■ Short problem: Gather every line in the records that contains the word "bush", treating uppercase and lowercase as different.

■ Supplied entries:
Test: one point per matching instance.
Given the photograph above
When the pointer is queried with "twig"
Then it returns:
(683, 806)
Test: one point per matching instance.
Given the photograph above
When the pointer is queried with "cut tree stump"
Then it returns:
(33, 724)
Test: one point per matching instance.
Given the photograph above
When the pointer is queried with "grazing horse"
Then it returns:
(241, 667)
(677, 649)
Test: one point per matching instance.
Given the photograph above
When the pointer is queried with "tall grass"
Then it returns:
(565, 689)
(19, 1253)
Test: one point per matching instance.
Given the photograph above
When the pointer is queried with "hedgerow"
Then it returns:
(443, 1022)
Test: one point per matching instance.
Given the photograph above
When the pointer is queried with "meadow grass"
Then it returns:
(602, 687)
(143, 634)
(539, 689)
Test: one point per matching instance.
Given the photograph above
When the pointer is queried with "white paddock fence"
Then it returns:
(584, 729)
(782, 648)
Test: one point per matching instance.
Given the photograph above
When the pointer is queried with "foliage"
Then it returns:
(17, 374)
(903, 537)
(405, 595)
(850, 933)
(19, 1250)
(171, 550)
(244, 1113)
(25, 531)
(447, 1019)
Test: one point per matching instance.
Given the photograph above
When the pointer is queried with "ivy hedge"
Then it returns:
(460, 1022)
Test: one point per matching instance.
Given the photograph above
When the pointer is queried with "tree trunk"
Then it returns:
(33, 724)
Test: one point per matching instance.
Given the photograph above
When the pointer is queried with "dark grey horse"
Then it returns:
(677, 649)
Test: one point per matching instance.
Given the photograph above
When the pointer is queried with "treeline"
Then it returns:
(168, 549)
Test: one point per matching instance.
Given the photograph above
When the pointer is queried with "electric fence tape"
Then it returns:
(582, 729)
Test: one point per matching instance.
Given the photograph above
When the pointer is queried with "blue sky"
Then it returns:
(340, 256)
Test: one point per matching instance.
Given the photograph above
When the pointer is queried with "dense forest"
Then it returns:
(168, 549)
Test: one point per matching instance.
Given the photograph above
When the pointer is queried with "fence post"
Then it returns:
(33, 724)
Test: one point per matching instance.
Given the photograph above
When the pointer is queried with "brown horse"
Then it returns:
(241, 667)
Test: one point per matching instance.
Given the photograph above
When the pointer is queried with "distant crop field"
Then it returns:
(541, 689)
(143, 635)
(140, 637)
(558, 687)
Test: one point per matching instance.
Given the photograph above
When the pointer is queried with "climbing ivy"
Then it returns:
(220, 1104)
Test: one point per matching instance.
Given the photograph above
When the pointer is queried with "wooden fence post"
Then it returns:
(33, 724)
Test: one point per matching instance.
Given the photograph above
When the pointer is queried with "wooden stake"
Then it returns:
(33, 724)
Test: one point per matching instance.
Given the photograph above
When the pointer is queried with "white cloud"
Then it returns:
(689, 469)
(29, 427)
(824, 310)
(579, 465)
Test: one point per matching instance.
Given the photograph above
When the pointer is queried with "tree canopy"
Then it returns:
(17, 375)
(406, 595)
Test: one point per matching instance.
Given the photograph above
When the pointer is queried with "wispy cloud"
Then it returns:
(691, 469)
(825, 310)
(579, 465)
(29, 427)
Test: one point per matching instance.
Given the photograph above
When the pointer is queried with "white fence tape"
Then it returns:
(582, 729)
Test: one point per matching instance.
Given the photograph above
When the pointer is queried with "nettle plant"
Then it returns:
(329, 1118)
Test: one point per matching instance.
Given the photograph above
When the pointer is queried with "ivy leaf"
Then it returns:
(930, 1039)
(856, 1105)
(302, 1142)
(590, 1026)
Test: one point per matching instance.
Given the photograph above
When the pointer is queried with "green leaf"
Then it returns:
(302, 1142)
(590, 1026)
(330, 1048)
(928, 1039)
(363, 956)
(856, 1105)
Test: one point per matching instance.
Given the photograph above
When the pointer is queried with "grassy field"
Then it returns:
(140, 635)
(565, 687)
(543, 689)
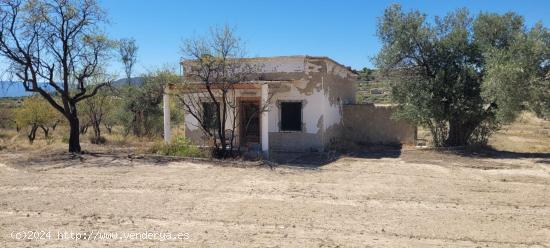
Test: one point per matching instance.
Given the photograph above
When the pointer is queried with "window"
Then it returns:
(210, 115)
(291, 116)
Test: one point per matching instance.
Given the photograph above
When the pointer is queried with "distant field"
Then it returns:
(527, 134)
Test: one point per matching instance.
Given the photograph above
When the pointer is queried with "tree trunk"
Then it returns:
(97, 133)
(46, 131)
(32, 133)
(74, 135)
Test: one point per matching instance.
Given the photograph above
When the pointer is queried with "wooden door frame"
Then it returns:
(255, 99)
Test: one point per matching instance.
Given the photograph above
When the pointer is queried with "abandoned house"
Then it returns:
(302, 104)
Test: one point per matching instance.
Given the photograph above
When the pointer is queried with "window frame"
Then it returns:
(302, 124)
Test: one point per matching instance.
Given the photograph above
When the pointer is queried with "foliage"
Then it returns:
(213, 69)
(141, 111)
(58, 44)
(36, 113)
(98, 110)
(462, 76)
(127, 50)
(181, 147)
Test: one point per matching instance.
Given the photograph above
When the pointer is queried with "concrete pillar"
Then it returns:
(166, 108)
(264, 120)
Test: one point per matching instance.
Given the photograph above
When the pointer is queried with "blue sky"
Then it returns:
(342, 30)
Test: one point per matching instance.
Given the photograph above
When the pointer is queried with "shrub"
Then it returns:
(65, 139)
(97, 141)
(179, 147)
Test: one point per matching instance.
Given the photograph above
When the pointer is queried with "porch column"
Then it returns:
(264, 121)
(166, 108)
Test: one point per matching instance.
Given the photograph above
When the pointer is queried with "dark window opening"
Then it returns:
(291, 116)
(210, 115)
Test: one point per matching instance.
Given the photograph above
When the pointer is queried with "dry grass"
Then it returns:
(527, 134)
(11, 140)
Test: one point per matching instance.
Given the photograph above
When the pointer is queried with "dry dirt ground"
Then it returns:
(410, 198)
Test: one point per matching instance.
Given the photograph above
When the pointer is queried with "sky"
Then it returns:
(342, 30)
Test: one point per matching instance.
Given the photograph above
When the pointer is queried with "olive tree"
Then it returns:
(57, 44)
(462, 75)
(217, 67)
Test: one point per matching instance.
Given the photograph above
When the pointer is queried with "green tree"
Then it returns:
(36, 113)
(141, 111)
(451, 71)
(57, 45)
(97, 111)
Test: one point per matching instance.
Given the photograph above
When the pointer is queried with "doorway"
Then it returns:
(250, 121)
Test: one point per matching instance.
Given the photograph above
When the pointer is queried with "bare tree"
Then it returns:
(127, 49)
(217, 68)
(95, 109)
(57, 42)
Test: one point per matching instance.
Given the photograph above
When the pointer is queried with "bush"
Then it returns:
(65, 139)
(98, 141)
(179, 147)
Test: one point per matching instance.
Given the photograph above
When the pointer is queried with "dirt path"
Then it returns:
(415, 200)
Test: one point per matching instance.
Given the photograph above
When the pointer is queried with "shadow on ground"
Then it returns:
(318, 159)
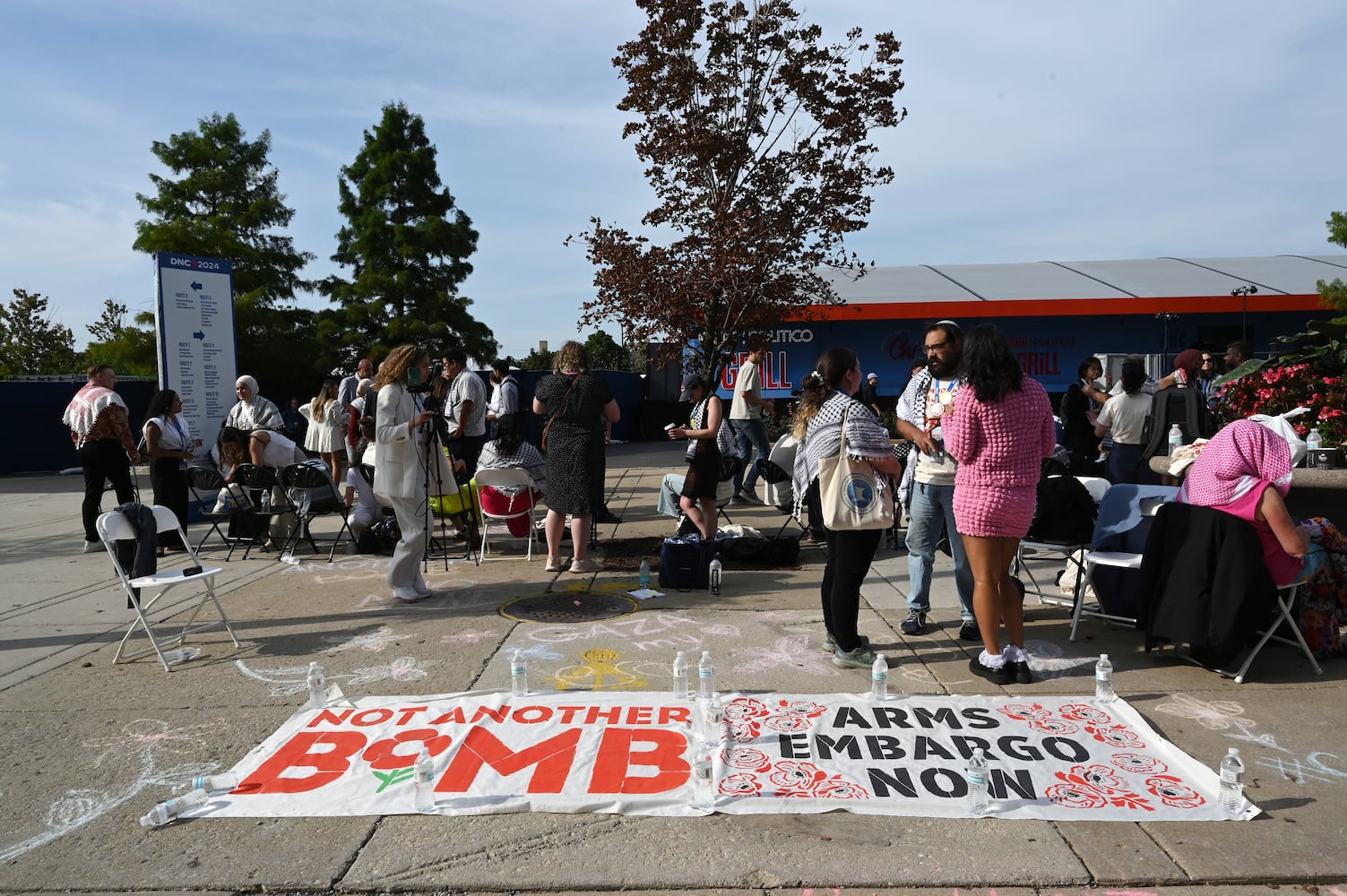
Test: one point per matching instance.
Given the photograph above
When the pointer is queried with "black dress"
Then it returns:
(574, 439)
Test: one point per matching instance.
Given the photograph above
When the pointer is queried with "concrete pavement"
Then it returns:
(91, 746)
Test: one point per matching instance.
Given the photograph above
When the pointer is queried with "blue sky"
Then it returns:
(1065, 131)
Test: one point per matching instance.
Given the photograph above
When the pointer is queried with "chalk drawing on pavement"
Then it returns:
(144, 743)
(599, 671)
(790, 651)
(1219, 716)
(292, 679)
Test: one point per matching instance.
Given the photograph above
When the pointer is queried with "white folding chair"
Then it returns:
(1043, 550)
(1285, 599)
(115, 527)
(1113, 559)
(522, 505)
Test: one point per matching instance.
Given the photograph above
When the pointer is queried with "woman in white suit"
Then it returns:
(401, 473)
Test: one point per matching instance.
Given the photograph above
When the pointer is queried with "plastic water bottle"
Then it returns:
(181, 655)
(702, 797)
(680, 690)
(316, 686)
(423, 781)
(1314, 441)
(517, 676)
(880, 679)
(1103, 679)
(977, 776)
(1231, 783)
(706, 676)
(209, 783)
(171, 809)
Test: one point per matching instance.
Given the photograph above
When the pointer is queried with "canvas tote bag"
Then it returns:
(853, 495)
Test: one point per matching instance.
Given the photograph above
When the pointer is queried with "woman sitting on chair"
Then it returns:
(509, 451)
(1245, 470)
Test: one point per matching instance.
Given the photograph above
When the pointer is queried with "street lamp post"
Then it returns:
(1167, 317)
(1244, 293)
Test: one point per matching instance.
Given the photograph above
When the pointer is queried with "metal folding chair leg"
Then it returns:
(1285, 599)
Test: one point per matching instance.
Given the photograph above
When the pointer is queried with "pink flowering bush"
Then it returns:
(1276, 390)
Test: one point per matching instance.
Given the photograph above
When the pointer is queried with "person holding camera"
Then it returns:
(399, 476)
(170, 444)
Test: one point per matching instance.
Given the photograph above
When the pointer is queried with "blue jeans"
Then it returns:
(932, 510)
(749, 434)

■ Correct answer:
When the pointer is queried with "bush"
When the pointer is queried with "pink flowering bush"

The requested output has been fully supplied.